> _Stated exercise 1_: Convert the stretch of the entries from their first line through the line containing "205), (116, 288)]" into a JSON list of strings, with one string per line and blank lines omitted.

Lab 06 — Durable Job Queue

Goal

Implement a job queue with at-least-once delivery semantics, idempotency keys, and visibility timeouts. After this lab you should be able to articulate why exactly-once delivery is impractical, design at-least-once with idempotency on the consumer, and implement an in-memory queue that simulates SQS-style semantics in under 35 minutes.

Background Concepts

A durable job queue accepts jobs from producers and delivers them to consumers, surviving consumer crashes without losing work. The three classical delivery semantics:

  • At-most-once: deliver, forget. Fast but loses jobs on crash. Acceptable for fire-and-forget telemetry.
  • At-least-once: deliver, retry until acknowledged. Jobs may be delivered multiple times. Requires consumers to be idempotent.
  • Exactly-once: impossible in a distributed system without two-phase commit between queue and consumer. The “exactly-once” branding in real systems (Kafka, Pulsar) means “exactly-once processing semantics given idempotent consumers” — which is at-least-once + idempotency.

The standard primitive that enables at-least-once is the visibility timeout: when a consumer dequeues a job, the queue marks it “in-flight” with a TTL. If the consumer acks before TTL, the job is deleted. If TTL expires (consumer crashed), the job becomes visible again and is redelivered. The consumer must be idempotent because the same job may be processed twice if ack was lost in transit.

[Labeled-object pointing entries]

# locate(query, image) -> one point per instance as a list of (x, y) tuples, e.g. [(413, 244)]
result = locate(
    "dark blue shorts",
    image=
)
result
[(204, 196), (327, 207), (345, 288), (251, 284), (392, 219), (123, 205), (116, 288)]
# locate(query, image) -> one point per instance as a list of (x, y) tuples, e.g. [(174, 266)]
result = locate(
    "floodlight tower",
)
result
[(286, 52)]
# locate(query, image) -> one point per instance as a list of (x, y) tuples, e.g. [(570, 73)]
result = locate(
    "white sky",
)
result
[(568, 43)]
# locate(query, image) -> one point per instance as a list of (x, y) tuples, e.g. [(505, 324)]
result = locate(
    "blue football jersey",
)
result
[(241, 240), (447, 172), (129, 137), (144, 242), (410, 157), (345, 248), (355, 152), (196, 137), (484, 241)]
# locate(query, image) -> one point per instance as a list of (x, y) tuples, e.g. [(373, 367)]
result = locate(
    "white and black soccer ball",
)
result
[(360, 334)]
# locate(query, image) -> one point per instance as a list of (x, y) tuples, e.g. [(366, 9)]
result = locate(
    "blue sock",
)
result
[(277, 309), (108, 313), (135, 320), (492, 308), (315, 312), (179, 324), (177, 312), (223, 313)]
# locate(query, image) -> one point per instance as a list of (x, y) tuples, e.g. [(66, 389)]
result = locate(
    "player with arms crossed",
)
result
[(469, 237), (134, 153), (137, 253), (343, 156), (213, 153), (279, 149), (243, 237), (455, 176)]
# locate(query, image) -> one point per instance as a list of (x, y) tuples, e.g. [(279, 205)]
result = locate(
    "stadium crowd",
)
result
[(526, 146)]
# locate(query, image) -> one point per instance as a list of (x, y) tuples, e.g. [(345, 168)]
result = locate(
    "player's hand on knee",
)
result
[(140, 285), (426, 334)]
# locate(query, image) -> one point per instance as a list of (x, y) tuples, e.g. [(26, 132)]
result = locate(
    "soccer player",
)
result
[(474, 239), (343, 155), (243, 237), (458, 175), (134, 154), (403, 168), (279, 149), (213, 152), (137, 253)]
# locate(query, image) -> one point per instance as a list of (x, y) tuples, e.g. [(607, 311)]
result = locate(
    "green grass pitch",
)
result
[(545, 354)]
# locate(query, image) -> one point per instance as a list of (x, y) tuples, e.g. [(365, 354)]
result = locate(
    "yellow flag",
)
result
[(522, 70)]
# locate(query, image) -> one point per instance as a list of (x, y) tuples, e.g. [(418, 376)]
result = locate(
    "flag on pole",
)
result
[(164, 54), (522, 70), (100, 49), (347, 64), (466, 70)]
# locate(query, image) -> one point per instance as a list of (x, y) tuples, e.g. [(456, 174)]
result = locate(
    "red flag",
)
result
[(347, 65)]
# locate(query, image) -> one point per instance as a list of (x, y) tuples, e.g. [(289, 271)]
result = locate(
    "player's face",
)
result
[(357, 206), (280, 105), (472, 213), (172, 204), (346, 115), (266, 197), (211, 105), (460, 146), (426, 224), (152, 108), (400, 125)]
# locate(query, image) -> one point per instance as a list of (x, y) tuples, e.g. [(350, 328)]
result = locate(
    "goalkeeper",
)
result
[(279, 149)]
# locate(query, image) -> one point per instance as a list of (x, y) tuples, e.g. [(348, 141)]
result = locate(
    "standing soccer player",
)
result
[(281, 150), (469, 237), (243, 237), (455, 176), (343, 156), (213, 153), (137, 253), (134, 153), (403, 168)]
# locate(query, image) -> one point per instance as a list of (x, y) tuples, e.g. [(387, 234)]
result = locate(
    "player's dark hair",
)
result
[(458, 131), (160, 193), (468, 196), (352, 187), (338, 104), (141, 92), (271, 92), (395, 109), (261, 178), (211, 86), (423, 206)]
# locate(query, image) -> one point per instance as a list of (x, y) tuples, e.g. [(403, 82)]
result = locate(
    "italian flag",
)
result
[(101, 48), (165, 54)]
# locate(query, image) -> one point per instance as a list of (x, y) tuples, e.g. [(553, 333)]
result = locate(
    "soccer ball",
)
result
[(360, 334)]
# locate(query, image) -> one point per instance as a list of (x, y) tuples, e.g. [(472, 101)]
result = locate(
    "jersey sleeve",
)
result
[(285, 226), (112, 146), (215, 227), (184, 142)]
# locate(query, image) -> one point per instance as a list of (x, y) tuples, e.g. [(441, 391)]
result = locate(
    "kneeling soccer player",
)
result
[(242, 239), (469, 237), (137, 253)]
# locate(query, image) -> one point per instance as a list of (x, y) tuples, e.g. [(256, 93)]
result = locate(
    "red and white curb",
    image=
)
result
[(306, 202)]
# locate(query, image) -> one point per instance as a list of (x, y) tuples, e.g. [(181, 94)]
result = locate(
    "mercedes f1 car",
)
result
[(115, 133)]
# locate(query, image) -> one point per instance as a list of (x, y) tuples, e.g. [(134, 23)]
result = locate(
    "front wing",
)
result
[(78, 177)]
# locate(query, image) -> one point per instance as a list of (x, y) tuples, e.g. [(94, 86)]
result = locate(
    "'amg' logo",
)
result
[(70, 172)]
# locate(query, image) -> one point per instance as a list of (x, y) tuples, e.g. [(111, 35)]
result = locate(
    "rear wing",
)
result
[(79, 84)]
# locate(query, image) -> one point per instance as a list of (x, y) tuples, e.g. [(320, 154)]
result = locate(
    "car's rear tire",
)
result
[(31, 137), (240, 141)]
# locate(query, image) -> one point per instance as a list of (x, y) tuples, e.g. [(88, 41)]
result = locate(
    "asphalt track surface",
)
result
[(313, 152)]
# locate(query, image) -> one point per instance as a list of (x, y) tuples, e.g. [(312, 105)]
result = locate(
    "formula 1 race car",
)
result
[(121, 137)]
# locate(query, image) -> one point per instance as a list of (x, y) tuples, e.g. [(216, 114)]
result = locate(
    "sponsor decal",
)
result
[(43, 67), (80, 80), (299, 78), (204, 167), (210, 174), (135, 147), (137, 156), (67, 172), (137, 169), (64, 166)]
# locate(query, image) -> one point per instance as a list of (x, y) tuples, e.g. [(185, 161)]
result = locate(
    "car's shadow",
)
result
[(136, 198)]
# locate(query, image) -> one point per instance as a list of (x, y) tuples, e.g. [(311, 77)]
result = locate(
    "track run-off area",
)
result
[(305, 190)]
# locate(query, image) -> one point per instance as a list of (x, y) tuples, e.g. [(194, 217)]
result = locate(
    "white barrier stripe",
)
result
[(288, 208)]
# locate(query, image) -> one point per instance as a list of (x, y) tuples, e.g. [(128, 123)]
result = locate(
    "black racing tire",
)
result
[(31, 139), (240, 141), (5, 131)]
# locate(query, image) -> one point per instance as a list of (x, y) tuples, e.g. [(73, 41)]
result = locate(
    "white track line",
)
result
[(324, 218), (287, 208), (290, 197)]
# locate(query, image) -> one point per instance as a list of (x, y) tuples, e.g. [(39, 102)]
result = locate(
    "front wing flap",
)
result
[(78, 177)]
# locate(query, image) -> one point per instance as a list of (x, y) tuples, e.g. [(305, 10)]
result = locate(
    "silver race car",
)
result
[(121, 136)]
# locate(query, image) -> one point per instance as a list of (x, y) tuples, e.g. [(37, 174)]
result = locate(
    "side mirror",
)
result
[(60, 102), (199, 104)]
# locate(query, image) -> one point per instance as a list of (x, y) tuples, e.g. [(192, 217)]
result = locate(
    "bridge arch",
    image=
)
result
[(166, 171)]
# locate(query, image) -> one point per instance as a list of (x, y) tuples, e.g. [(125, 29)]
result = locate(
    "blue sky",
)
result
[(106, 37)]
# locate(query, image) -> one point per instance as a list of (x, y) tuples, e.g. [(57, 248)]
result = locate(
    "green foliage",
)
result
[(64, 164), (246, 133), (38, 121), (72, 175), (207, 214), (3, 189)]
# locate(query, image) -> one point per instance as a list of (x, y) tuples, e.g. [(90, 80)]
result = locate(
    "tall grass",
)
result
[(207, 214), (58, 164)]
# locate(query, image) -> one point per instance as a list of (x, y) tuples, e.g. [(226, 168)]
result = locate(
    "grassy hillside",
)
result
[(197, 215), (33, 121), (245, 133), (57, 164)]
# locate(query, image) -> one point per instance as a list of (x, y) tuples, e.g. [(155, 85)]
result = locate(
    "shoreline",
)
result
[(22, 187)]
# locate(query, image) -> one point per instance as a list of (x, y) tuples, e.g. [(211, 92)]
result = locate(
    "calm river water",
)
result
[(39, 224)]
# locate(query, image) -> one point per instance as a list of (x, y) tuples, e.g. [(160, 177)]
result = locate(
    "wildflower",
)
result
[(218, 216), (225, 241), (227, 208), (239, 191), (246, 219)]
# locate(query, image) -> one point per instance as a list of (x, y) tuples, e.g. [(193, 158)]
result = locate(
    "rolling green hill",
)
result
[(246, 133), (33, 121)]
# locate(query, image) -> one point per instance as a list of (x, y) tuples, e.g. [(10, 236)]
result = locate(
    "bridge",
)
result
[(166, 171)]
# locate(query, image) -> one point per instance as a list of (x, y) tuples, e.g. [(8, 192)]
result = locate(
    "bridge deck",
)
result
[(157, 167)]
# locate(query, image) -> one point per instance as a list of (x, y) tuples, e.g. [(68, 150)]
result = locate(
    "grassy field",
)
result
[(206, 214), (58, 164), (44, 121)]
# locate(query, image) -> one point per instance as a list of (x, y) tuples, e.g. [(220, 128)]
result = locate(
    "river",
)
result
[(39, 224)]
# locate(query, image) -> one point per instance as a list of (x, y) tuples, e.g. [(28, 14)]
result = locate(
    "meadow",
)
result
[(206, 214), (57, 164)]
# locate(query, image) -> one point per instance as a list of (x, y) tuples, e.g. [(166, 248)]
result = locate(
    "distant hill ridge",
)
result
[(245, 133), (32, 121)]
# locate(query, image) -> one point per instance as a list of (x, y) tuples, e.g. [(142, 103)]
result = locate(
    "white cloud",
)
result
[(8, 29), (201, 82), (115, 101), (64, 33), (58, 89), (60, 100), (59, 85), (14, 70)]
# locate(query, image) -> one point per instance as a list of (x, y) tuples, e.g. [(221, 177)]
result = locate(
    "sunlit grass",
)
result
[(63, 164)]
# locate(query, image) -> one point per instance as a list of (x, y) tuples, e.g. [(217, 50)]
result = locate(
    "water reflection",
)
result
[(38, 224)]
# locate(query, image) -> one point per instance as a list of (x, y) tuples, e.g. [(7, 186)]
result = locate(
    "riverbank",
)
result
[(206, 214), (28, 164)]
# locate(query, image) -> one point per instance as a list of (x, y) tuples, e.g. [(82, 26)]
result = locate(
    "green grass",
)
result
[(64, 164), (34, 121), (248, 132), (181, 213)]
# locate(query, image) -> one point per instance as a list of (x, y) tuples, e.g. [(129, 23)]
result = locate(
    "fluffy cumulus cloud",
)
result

> _Stated exercise 2_: According to the job queue lab, which two real systems use "exactly-once" branding?

> _Final answer 1_:
[
  "# locate(query, image) -> one point per instance as a list of (x, y) tuples, e.g. [(413, 244)]",
  "result = locate(",
  "    \"dark blue shorts\",",
  "    image=",
  ")",
  "result",
  "[(204, 196), (327, 207), (345, 288), (251, 284), (392, 219), (123, 205), (116, 288)]"
]

> _Final answer 2_: Kafka and Pulsar.